> **PROBLEM REQUIREMENTS**
Reproduce the entries below exactly, but only from the line containing "Where can the red" to the line containing "Where can the black wristwatch", inclusive.

··· DATASET ENTRIES ···

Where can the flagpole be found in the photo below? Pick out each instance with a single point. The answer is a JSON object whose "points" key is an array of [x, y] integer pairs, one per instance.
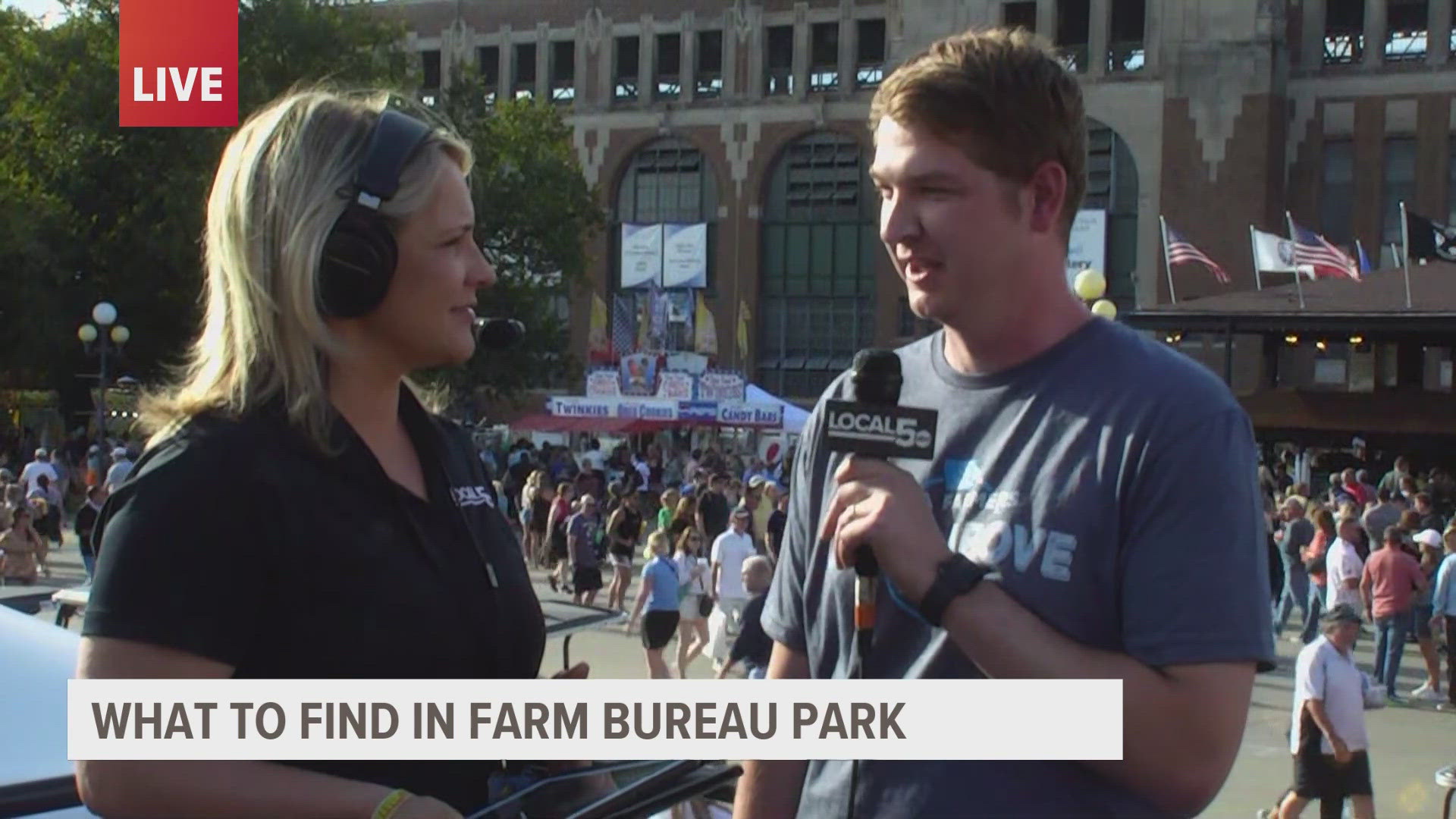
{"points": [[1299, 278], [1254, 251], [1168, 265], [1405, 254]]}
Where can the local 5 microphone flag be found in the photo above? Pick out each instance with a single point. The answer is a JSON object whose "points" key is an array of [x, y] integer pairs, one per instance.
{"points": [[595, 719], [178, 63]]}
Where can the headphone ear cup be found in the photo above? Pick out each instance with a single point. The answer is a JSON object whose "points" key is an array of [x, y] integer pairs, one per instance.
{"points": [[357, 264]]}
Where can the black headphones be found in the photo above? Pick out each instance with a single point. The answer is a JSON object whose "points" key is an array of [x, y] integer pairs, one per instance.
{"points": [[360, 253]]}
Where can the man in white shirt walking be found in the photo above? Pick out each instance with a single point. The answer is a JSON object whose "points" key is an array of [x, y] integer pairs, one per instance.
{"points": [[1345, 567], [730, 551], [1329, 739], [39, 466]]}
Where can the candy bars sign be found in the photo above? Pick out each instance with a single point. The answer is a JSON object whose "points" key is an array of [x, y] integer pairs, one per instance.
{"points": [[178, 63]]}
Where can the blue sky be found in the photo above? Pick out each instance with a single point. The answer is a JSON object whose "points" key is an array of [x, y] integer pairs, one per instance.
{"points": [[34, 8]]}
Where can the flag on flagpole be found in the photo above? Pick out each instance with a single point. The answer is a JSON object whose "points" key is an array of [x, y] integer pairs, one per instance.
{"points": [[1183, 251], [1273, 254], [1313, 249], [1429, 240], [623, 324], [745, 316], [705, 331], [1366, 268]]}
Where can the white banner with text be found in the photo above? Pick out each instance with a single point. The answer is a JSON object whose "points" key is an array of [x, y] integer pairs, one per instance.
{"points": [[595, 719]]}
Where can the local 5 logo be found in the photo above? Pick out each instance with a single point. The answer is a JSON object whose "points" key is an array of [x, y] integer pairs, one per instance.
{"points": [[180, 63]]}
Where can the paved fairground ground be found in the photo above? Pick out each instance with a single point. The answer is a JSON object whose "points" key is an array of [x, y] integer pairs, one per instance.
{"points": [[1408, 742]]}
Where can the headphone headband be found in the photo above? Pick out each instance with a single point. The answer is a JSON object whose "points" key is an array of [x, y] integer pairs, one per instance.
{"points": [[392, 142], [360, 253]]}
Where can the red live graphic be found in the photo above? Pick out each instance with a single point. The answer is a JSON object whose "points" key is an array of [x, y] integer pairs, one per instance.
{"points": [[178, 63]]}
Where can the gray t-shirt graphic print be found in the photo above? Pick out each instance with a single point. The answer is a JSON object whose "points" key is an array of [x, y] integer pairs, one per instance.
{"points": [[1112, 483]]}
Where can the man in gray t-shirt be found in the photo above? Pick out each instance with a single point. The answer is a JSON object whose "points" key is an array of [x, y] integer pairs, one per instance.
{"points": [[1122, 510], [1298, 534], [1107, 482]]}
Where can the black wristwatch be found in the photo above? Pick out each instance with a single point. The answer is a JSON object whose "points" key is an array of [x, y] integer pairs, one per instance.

···
··· DATASET ENTRIES ···

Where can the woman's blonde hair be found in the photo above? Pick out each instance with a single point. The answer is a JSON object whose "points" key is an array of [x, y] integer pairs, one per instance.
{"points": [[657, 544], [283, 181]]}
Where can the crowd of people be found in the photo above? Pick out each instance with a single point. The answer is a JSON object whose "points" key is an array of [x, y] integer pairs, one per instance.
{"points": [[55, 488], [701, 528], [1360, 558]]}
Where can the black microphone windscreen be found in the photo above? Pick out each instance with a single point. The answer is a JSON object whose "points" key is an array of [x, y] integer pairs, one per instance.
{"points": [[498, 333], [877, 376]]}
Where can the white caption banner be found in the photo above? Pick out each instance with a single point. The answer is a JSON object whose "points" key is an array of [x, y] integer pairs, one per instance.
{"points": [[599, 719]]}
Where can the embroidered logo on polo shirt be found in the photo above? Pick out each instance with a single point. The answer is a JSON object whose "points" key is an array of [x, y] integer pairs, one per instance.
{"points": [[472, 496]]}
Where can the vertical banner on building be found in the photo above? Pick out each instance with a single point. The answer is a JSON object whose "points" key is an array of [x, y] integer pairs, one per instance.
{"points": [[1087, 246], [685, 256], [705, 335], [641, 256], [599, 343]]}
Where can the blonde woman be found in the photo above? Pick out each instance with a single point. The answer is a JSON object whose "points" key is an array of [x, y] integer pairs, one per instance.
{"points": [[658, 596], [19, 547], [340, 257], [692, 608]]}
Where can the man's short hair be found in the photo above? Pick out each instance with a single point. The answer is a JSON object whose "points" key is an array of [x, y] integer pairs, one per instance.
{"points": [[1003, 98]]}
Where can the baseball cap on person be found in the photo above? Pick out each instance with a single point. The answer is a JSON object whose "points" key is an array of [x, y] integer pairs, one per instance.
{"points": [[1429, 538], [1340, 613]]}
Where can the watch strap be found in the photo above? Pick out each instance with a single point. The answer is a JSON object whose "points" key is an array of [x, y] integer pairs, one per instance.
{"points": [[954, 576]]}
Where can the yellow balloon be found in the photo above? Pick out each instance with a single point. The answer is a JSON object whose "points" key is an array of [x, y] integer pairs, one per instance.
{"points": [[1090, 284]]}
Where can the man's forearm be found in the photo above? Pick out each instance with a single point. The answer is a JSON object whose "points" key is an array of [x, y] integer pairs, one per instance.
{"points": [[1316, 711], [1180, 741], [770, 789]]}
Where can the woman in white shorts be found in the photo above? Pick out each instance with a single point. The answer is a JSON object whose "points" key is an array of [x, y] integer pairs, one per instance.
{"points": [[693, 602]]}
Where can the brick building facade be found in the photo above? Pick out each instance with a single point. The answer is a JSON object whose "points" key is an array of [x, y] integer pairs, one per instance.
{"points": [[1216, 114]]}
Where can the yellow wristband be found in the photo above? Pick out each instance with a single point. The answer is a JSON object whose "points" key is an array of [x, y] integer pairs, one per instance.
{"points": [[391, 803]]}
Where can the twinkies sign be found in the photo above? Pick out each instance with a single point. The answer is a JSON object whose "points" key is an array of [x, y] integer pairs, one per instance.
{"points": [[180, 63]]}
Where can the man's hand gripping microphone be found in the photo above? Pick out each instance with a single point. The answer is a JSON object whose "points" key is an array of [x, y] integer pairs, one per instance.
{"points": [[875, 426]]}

···

> **SOLUTION TO THE EXERCISE**
Where can the red live graphic be found in the photo above? Pick out each instance with a single point. The answer is a JSON object whose "points" key is an array of [x, y] integer pairs, one per instance.
{"points": [[178, 63]]}
Where can the gray t-shirt graphic print be found in the photo above? Pick out each instance with a single point. The answer is a JSON object whose "points" key is an array of [x, y] integer pairs, one per instance.
{"points": [[1112, 483]]}
Where can the man in gray t-shirt be found in the photo above? Pick out each instance with a single point. The answer is a JSON object whose "points" key is an array of [x, y] integer pairs, one per instance.
{"points": [[1122, 510], [1298, 534], [1107, 482]]}
Where can the black wristwatch be found in the photo above? Pick out each instance with a single point. The answer is a JSON object whose "points" key is an array of [x, y] integer pairs, one per instance.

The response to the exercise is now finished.